■ What is being asked
Could each record be written out again exactly as it stands?

■ Data
#####

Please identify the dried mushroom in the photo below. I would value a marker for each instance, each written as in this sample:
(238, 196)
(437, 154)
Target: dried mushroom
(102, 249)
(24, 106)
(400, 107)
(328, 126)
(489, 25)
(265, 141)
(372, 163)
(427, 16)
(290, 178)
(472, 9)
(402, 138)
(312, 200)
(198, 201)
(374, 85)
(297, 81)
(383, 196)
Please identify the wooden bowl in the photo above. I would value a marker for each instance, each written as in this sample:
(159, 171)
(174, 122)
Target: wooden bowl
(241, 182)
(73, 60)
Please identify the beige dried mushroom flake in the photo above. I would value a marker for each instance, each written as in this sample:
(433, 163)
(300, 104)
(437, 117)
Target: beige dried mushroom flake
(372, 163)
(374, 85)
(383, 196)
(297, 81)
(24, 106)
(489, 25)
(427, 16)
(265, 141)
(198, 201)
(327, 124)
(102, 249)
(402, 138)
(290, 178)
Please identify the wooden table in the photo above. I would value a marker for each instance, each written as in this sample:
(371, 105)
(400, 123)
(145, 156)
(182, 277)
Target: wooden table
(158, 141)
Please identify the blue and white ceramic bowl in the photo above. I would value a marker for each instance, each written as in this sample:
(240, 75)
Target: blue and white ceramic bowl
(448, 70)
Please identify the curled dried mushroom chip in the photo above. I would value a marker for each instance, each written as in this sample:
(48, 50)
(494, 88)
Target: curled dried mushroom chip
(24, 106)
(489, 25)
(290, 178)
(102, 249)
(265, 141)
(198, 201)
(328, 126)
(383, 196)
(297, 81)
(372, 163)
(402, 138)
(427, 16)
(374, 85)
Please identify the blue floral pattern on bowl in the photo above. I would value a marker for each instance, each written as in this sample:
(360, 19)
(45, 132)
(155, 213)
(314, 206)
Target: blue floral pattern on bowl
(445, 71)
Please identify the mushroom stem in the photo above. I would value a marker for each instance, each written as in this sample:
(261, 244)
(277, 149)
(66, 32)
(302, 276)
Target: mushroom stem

#####

■ Solution to this task
Please identify the dried mushroom in the photo below. I would value a marker for each instance, each written as in this sample:
(238, 196)
(437, 154)
Target: dried mushroom
(102, 249)
(24, 106)
(400, 107)
(328, 126)
(489, 25)
(265, 141)
(372, 163)
(427, 16)
(290, 178)
(472, 9)
(402, 138)
(312, 200)
(198, 201)
(374, 85)
(297, 81)
(383, 196)
Please identify the wooden bowl in the photo above. I would value a marker for each instance, each written as in this sample:
(159, 171)
(174, 122)
Target: wooden bowl
(241, 182)
(73, 60)
Please identify the beige dried mushroom flake in the photo above. I would value a marker for each instance, each written as in this sample:
(433, 163)
(300, 104)
(437, 117)
Target: beige dried mushroom flake
(372, 163)
(374, 85)
(383, 196)
(297, 81)
(24, 106)
(489, 25)
(427, 16)
(265, 141)
(198, 201)
(327, 124)
(102, 249)
(402, 138)
(290, 178)
Please identify the wooden table in the photo above. I would value a marker for each instance, each written as in this sample:
(371, 105)
(400, 123)
(145, 156)
(182, 277)
Target: wooden table
(158, 141)
Please identify the blue and white ceramic bowl in the photo above. I would value a marker for each instance, each written as in this sample:
(240, 75)
Target: blue and white ceramic bowl
(448, 70)
Please identify the curled dried mushroom chip in the photo above. I would value a marker for each instance, each written as in this sample:
(48, 50)
(494, 88)
Target: curled dried mushroom chip
(24, 106)
(489, 25)
(290, 178)
(102, 249)
(265, 141)
(198, 201)
(328, 126)
(383, 196)
(297, 81)
(372, 163)
(402, 138)
(427, 16)
(374, 85)
Please identify the blue floral pattern on bowl in the photo above. I would value a marker for each instance, each written as in this sample:
(360, 19)
(45, 132)
(155, 213)
(314, 206)
Target: blue floral pattern on bowl
(445, 71)
Please identify the mushroom stem in the photo above. I would value a marker for each instance, each written as in this sample:
(261, 244)
(277, 149)
(66, 32)
(302, 276)
Target: mushroom stem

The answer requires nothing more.